▶ [TASK DETAILS]
Reproduce the stretch of the improv-class anecdote from "Just as I was" through "to avoid me." word for word.

▶ [SELECTED EXTRACT]
● ● ● ●

Here’s an experience I had in an improvisation class at Second City: Two of my fellow students were asked to start a scene, and I was supposed to jump into the scene after about a minute.
The two other students began to improvise a scene, and they quickly found themselves playing a customer and a counter employee at McDonald’s. The “customer” started ordering voluminous amounts of food, and as I watched this, I thought I could jump into the scene as her doctor, catching this obese patient binging on fast food.
Just as I was about to enter the scene the McDonald’s employee said, “I haven’t seen anybody order this much food since I started working here.” The customer answered, “Well, I’ve been stranded on a deserted island for two years, and this is the first food I’ve eaten since I was rescued.”
Oops. The story I was planning to use wasn’t going to work, because she wasn’t an obese person binging, she was playing a character who had nearly starved to death. I had a moment of panic, knowing I needed to ditch my plan. Fortunately, I had learned that the cue to your next move is always there, right in front of you in the scene. I quickly shifted gears and came into the scene as the person who rescued her, and fell in love with her, upset that she was trying to avoid me.
Think about how this situation relates to a sales conversation. If you write the story ahead of time, there’s is a MAJOR chance that the situation you find won’t be right for your story. You may not find a change-of-situation as striking as an obese person turning into a starved wreck just rescued from a deserted island, but customers can throw some pretty significant curve balls at you. “My budget has been slashed in half,” or “My budget has been doubled.” “I’m really upset about what you said in our last meeting,” or “I’ve been really thinking about the advice you gave me last time we talked.” Here’s one: “I’m leaving the company, and I want to introduce you to Joyce, the person who will be taking over my job.”
If you write the story ahead of time, the chances are that the story won’t fit the surprises that you will inevitably find in your sales meeting. So ditch the pitch, and let the story emerge in your conversation.

● ● ● ●

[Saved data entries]

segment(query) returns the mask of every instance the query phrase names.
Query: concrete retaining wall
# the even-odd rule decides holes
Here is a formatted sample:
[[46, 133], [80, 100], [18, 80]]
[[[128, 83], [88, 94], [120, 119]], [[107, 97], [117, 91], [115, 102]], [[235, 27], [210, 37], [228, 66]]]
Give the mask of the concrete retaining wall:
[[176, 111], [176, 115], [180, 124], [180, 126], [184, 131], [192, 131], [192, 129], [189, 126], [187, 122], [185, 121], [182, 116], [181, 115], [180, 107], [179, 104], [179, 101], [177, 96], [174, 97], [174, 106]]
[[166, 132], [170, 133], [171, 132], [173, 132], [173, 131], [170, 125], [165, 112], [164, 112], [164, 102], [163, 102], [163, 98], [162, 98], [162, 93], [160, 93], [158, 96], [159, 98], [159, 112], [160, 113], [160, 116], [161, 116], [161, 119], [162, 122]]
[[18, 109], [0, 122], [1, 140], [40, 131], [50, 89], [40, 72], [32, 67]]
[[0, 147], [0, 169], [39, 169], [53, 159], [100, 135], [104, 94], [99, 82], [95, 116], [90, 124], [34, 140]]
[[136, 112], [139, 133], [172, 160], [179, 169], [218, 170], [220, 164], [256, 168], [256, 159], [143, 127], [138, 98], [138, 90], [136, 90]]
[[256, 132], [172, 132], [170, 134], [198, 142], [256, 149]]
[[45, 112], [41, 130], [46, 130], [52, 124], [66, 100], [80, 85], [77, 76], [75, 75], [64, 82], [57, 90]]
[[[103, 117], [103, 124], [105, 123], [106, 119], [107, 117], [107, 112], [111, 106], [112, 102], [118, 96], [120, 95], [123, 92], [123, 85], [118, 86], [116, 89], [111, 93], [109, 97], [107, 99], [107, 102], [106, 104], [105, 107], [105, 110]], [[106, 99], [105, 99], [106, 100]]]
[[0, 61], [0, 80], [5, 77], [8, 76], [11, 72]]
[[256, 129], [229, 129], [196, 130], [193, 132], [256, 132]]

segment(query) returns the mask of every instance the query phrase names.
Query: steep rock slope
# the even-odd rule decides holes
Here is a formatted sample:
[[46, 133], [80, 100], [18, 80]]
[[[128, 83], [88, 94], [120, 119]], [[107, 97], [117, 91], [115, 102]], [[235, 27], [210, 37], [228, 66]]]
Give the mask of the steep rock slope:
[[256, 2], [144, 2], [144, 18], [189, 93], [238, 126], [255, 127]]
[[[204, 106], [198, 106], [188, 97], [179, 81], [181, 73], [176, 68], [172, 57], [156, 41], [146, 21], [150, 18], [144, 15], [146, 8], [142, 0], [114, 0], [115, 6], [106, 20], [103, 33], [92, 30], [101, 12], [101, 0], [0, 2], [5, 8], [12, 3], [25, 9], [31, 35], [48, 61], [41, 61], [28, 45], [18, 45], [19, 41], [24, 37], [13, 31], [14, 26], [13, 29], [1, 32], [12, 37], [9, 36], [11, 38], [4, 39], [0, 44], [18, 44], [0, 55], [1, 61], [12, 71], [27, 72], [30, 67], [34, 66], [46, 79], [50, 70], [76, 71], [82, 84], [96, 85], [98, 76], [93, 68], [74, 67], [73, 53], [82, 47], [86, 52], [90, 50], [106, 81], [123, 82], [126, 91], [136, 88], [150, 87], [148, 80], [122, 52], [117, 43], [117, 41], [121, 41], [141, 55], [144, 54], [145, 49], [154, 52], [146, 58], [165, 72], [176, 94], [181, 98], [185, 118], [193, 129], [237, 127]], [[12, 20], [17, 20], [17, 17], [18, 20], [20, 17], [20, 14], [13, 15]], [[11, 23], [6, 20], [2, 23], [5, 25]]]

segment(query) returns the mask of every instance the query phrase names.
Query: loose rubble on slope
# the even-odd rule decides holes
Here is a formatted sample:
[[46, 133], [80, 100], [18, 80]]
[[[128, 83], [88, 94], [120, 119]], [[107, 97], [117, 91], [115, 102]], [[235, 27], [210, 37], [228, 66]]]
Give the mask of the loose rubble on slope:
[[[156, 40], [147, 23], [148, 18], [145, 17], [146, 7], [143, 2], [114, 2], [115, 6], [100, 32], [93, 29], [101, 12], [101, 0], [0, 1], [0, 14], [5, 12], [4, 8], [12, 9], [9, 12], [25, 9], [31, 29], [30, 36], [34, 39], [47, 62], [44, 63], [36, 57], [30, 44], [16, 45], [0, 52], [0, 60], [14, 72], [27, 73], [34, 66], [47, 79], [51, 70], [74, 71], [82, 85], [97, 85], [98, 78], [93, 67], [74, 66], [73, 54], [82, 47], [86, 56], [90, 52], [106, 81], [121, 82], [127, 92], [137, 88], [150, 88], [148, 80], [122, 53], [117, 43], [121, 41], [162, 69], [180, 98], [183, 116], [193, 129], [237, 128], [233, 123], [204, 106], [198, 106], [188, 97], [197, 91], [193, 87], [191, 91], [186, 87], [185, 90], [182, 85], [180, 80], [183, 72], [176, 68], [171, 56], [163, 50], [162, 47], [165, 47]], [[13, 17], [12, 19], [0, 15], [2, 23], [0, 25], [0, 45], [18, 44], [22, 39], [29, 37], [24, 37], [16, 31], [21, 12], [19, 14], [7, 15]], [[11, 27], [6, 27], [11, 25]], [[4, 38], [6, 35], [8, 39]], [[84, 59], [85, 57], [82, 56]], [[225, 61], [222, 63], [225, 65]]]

● ● ● ●

▶ [ANSWER BOX]
Just as I was about to enter the scene the McDonald’s employee said, “I haven’t seen anybody order this much food since I started working here.” The customer answered, “Well, I’ve been stranded on a deserted island for two years, and this is the first food I’ve eaten since I was rescued.”
Oops. The story I was planning to use wasn’t going to work, because she wasn’t an obese person binging, she was playing a character who had nearly starved to death. I had a moment of panic, knowing I needed to ditch my plan. Fortunately, I had learned that the cue to your next move is always there, right in front of you in the scene. I quickly shifted gears and came into the scene as the person who rescued her, and fell in love with her, upset that she was trying to avoid me.